1. Découverte du Raspberry Pi
Dans le courrier du matin, une enveloppe blanche dépasse, un peu plus épaisse que les autres et portant la mention « Royal Mail International ». Expéditeur : Farnell. À l'intérieur, une petite boîte en carton contenant la fameuse carte Raspberry Pi au format d'une carte de crédit. Pas de notice ni de documentation, toutes les informations seront à chercher sur Internet, essentiellement dans des forums ou des wikis.
Mon premier réflexe est évidemment de vérifier si la carte fonctionne. Je branche donc dans le connecteur micro-USB le câble du chargeur de mon téléphone. Une LED rouge s'allume instantanément et aucune autre activité ne se manifeste. Le Raspberry Pi ne contient pas de système d'exploitation intégré (contrairement, par exemple, aux Beagleboard, Pandaboard, Igep, etc., qui embarquent d'origine un petit système Linux). Il n'y a d'ailleurs pas de mémoire flash accessible et nous devrons ajouter une petite carte SD contenant tout le système d'exploitation.
Pour être honnête, je dois avouer que j'ai téléchargé à ce stade une image Arch Linux Arm sur http://www.raspberrypi.org/downloads, que j'ai copiée sur une carte SD pour vérifier le bon fonctionnement de ma carte, mais j'ai rapidement décidé de l'effacer et de reconstruire le système en repartant de zéro.

▶ [Tâches à accomplir]:
(A) Dans le texte sur le Raspberry Pi, dans quel connecteur le câble du chargeur de téléphone est-il branché ?
(B) Indiquez si chacune des affirmations suivantes concorde avec le texte sur le Raspberry Pi, en répondant par oui ou par non et en citant les mots décisifs du texte : (i) la boîte en carton contenait une notice ; (ii) le Raspberry Pi ne dispose pas de système d'exploitation intégré ; (iii) l'image Arch Linux Arm copiée sur la carte SD a été conservée.
(C) Reprenez le texte sur le Raspberry Pi à l'endroit où il s'arrête et poursuivez-le.
Le matériau présenté ci-après provient d'une autre source.

▶ [Données fournies]:

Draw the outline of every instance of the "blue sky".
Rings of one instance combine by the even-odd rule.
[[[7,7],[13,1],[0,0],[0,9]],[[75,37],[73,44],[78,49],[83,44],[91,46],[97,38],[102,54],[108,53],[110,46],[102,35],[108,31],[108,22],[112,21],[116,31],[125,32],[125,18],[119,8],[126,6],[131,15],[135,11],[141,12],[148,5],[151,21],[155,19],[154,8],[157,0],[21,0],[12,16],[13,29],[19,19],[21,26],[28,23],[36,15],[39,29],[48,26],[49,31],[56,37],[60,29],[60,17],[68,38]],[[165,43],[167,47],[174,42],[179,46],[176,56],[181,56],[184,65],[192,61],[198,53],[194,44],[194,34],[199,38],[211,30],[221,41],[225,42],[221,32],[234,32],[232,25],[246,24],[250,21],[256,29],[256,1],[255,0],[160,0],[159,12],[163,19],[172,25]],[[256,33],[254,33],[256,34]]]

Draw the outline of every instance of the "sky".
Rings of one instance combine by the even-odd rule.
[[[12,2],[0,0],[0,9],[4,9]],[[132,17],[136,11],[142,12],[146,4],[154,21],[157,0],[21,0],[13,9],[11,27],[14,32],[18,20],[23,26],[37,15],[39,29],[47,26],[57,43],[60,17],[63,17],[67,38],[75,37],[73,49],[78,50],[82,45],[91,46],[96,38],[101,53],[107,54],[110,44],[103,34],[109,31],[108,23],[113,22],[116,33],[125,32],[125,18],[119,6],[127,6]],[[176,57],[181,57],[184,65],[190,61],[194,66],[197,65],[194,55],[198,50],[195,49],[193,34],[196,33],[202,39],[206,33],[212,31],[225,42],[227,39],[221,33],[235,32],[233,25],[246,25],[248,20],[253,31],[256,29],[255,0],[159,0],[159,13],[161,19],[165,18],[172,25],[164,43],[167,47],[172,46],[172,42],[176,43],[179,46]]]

▶ [Réponses aux tâches]:
(A) Dans le connecteur micro-USB.

(B)
(i) Non : « Pas de notice ni de documentation ».
(ii) Oui : « Le Raspberry Pi ne contient pas de système d'exploitation intégré ».
(iii) Non : « j'ai rapidement décidé de l'effacer et de reconstruire le système en repartant de zéro ».

(C)
2. Chaîne de compilation croisée
Le premier choix qui se pose lorsque l'on doit se lancer dans un projet Linux embarqué est celui de la chaîne de compilation. Nous devons disposer d'une chaîne de compilation croisée (cross toolchain) fonctionnant dans notre environnement de travail habituel – disons un PC sous Linux – et capable de produire du code fonctionnant sur notre plateforme cible, ici le Raspberry Pi. Il y a plusieurs possibilités pour obtenir une chaîne de compilation croisée, mais toutes emploient les utilitaires de la Gnu Compiler Collection.
Tout d'abord, de nombreuses distributions Linux proposent des packages pré-compilés de toolchain produisant du code pour des processeurs différents. La famille Arm ne fait pas exception et on trouve facilement une cross toolchain pour processeur Arm générique sur la plupart des distributions. Néanmoins, je trouve qu'il est encore plus intéressant de compiler soi-même sa propre chaîne de compilation, d'autant que nous pourrons préciser le processeur cible et obtenir ainsi une meilleure optimisation des bibliothèques.
Que recouvre le terme de « chaîne de compilation croisée » ? Cela inclut un ou plusieurs compilateurs (par exemple gcc, g++, gnat, etc.), des outils de manipulation des fichiers binaires (éditeur de liens ld, assembleur as, archiveur ar, etc.), ainsi que des bibliothèques pour la plateforme cible (dont la libC). On ajoute en général un débogueur à distance comme gdb et gdbserver.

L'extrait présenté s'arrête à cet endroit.